Collected data entries =>
==============================

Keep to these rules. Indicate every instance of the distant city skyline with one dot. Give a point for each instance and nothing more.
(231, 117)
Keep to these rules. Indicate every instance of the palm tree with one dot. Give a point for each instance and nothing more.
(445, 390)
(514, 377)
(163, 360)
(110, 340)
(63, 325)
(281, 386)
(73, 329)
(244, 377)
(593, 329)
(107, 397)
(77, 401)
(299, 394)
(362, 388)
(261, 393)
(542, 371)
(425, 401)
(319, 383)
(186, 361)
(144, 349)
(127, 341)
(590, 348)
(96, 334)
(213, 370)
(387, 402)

==============================

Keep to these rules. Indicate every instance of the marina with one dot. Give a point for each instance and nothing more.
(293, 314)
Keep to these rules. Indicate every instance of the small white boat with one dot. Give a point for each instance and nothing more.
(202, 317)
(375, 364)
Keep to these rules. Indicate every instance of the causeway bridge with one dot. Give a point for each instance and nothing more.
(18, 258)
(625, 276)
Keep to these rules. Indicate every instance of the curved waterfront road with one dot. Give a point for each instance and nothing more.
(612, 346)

==============================

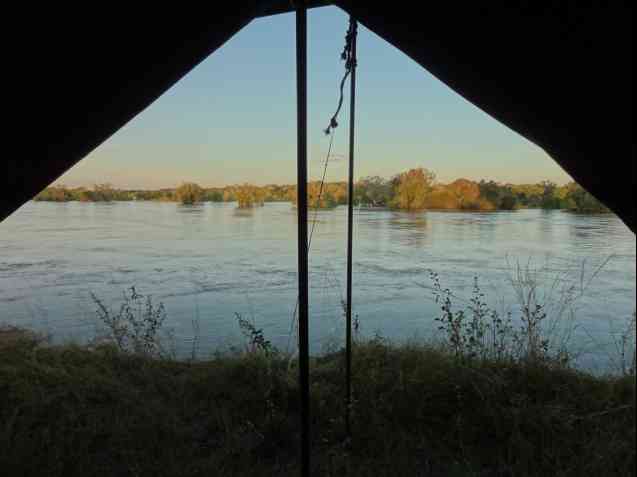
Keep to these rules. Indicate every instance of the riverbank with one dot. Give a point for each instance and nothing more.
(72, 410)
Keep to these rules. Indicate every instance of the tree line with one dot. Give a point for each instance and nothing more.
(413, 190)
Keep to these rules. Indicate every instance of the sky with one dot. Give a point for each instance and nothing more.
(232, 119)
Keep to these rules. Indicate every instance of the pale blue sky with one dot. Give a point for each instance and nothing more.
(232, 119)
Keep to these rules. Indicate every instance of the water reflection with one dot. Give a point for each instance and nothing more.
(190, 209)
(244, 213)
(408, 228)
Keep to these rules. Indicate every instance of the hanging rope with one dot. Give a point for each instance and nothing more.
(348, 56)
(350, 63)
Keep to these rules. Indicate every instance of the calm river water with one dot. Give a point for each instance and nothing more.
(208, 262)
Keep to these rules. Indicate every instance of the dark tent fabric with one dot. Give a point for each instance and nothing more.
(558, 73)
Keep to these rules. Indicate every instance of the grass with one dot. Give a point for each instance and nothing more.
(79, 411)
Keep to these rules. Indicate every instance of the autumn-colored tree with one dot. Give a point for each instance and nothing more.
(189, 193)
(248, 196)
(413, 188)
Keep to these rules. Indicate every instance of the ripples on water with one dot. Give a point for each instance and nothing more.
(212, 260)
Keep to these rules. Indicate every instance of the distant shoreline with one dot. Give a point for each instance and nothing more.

==============================

WORK TO COMPLETE => Please write out, exactly as they appear above, only the lines in the stretch from the line with "Keep to these rules. Indicate every instance of the hanging" through the line with "the distant shoreline".

OUTPUT OF THE EXERCISE =>
Keep to these rules. Indicate every instance of the hanging rope with one dot. Give a point for each instance and nothing more.
(348, 56)
(350, 63)
Keep to these rules. Indicate every instance of the calm river water with one dot. Give a point for each instance and nothing more.
(208, 262)
Keep to these rules. Indicate every instance of the dark tent fabric with one dot. Give a point for each instance and nothing more.
(558, 73)
Keep to these rules. Indicate every instance of the grass with one dot. Give a point for each instance and nothing more.
(79, 411)
Keep to these rules. Indicate every instance of the autumn-colored tree with one dot. Give a point for each instance and nothing more.
(189, 193)
(248, 196)
(413, 188)
Keep to these rules. Indicate every instance of the ripples on water with one dot. Give a point for each instance and nothing more.
(212, 260)
Keep to these rules. Indicate every instance of the distant shoreline with one dot. Give a point for each instance and nothing more.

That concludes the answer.